YOUR GOAL
Please put the rows from the line holding "tag: honor guard" through the line holding "M115 68L115 61L109", inclusive, into a JSON list of strings, one string per line, with blank lines left out.

MATERIAL
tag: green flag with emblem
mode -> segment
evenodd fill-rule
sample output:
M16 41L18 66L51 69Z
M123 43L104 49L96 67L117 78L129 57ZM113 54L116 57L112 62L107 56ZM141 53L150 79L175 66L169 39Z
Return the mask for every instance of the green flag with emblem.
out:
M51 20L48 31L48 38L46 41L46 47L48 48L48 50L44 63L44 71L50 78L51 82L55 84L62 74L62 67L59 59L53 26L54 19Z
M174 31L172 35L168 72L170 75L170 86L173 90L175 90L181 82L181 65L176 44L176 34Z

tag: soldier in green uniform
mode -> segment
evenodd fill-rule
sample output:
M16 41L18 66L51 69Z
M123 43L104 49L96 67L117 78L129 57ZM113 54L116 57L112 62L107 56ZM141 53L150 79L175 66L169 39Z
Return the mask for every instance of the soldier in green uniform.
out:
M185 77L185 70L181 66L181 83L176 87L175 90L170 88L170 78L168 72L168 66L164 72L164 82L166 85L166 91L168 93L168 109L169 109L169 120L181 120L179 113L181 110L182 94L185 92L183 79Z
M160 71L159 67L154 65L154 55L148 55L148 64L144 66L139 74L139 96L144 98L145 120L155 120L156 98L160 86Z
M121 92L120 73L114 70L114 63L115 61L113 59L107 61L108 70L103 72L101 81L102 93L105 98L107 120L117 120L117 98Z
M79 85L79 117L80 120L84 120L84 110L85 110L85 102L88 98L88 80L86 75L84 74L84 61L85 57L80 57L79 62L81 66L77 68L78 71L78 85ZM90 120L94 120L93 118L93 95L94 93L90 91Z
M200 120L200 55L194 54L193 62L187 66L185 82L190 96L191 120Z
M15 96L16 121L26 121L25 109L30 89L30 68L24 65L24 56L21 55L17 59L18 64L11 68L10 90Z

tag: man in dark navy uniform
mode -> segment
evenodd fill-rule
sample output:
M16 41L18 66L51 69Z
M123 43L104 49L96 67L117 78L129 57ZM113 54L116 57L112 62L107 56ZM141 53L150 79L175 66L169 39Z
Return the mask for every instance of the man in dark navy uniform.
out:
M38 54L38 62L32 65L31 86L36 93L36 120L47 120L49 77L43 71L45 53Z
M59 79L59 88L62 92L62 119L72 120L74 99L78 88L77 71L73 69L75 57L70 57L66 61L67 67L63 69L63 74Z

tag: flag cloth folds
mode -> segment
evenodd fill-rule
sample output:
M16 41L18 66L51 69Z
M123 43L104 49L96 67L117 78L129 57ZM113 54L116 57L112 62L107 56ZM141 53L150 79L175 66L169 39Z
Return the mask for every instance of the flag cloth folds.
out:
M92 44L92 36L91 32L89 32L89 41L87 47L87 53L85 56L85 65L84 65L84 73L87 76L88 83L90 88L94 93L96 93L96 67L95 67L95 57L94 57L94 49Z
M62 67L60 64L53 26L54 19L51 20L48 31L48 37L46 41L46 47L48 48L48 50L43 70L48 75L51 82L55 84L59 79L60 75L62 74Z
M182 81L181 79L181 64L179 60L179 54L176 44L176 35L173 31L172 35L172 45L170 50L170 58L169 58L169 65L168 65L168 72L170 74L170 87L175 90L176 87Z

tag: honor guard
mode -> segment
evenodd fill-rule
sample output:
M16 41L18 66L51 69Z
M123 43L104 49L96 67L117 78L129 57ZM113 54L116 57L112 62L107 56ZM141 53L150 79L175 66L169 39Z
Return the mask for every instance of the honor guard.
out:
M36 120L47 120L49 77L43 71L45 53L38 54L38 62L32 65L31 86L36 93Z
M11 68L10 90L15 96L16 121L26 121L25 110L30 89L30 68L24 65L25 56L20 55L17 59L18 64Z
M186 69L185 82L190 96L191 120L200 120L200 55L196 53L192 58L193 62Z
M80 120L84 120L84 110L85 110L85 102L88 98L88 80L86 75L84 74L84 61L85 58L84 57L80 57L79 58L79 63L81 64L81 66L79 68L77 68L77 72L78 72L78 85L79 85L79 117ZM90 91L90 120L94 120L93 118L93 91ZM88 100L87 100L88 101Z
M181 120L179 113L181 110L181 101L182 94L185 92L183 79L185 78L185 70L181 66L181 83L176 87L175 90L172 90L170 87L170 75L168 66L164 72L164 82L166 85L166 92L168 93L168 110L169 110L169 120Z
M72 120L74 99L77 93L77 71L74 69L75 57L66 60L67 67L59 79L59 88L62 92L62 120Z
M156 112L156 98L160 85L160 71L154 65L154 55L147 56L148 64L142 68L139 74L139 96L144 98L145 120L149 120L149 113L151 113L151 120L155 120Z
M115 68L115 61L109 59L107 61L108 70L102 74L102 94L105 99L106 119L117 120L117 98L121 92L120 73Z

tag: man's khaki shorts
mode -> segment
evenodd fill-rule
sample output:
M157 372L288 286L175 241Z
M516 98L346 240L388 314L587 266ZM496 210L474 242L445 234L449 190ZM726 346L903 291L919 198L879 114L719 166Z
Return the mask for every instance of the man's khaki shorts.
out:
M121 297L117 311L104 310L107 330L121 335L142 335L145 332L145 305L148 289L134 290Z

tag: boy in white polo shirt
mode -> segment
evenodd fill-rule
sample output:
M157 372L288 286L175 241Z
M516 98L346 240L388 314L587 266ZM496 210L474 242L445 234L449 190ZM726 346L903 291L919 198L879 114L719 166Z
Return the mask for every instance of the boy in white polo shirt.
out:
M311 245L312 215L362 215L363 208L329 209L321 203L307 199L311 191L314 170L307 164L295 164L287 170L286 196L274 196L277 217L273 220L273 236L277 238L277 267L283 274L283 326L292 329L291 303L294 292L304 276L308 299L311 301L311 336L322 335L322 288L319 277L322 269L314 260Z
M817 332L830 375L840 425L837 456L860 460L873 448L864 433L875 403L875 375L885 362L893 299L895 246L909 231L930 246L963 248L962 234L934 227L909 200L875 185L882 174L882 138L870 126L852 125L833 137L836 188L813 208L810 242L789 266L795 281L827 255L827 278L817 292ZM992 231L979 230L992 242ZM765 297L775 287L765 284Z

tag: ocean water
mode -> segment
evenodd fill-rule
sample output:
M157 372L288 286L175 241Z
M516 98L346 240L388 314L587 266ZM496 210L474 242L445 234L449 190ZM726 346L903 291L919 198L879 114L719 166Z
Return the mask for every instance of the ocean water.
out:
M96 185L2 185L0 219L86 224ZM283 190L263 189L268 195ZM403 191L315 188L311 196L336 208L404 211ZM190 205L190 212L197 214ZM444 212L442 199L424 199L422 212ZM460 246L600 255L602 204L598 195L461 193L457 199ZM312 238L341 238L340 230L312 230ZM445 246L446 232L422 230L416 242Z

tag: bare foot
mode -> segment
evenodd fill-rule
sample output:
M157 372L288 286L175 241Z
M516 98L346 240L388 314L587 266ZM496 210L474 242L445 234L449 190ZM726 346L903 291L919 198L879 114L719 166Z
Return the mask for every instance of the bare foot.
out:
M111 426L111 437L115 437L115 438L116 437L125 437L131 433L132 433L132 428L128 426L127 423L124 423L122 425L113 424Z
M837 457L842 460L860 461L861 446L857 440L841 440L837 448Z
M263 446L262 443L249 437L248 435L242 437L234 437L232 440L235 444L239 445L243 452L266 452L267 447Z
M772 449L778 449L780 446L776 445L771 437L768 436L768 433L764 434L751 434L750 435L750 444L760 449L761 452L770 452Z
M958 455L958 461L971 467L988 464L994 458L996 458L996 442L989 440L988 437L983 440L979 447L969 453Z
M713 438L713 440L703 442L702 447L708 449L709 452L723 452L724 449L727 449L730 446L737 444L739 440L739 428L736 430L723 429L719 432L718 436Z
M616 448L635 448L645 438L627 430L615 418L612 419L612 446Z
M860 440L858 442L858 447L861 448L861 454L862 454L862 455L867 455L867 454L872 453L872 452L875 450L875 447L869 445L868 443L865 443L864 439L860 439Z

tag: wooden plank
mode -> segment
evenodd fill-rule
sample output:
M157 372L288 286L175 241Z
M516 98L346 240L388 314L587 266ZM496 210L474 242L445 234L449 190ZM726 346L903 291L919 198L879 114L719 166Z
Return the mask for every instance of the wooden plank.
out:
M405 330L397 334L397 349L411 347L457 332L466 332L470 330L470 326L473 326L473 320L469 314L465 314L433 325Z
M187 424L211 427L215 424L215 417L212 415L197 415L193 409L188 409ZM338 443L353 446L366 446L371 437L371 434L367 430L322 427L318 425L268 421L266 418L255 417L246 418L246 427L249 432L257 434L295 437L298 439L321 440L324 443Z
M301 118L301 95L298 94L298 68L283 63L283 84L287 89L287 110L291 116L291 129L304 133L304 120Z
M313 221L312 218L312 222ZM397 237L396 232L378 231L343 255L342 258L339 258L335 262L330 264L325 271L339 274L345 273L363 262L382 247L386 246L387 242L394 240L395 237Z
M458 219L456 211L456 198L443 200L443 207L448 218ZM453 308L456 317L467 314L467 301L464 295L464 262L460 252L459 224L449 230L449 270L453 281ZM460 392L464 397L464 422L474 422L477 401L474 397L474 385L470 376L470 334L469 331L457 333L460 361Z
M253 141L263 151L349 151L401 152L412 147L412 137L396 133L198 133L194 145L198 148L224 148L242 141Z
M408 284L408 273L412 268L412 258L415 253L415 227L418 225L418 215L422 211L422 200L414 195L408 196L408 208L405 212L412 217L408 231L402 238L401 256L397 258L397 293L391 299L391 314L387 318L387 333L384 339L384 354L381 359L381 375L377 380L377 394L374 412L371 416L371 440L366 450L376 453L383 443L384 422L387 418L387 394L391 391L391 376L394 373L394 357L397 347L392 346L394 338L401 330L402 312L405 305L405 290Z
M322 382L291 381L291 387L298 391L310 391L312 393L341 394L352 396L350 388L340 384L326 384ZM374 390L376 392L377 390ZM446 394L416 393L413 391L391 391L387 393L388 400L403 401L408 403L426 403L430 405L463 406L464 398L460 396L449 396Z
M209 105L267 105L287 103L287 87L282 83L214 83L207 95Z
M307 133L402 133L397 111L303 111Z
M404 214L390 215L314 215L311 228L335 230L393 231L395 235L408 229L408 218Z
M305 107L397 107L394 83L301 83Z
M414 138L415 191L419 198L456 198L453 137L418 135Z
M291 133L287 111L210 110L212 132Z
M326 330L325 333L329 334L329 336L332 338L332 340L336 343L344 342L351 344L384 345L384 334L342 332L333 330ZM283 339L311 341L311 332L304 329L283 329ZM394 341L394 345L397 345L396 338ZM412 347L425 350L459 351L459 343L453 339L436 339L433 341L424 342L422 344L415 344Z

WORKED SOLUTION
[
  "tag: honor guard",
  "mode -> segment",
  "evenodd fill-rule",
  "sample output:",
  "M16 41L18 66L51 69Z",
  "M123 43L104 49L96 67L117 78L129 57ZM113 54L116 57L112 62L107 56ZM141 53L150 79L175 66L169 39Z",
  "Return the mask for every instance of the honor guard.",
  "out:",
  "M36 120L47 120L49 77L43 71L45 53L38 54L38 62L32 65L31 86L36 93Z",
  "M11 68L10 90L15 96L16 121L26 121L25 110L30 89L30 68L24 65L25 56L20 55L17 59L18 64Z",
  "M186 69L185 82L190 96L191 120L200 120L200 55L196 53L192 58L193 62Z",
  "M80 120L84 120L84 110L85 110L85 102L88 98L88 80L86 75L84 74L84 61L85 58L84 57L80 57L79 58L79 63L81 64L81 66L79 68L77 68L77 72L78 72L78 85L79 85L79 117ZM90 91L90 120L94 120L93 118L93 91ZM88 100L87 100L88 101Z",
  "M181 120L179 113L181 110L181 101L182 94L185 92L183 79L185 78L185 70L181 66L181 83L176 87L175 90L172 90L170 87L170 75L168 66L164 72L164 82L166 85L166 92L168 93L168 110L169 110L169 120Z",
  "M72 120L74 99L77 93L77 71L74 69L75 57L66 60L67 67L59 79L59 88L62 92L62 120Z",
  "M156 112L156 98L160 85L160 71L154 65L154 55L147 56L148 64L142 68L139 74L139 96L144 98L145 120L149 120L149 113L151 113L151 120L155 120Z",
  "M115 68L115 61L109 59L107 61L108 70L102 74L102 94L105 99L106 119L117 120L117 98L121 92L120 73Z"
]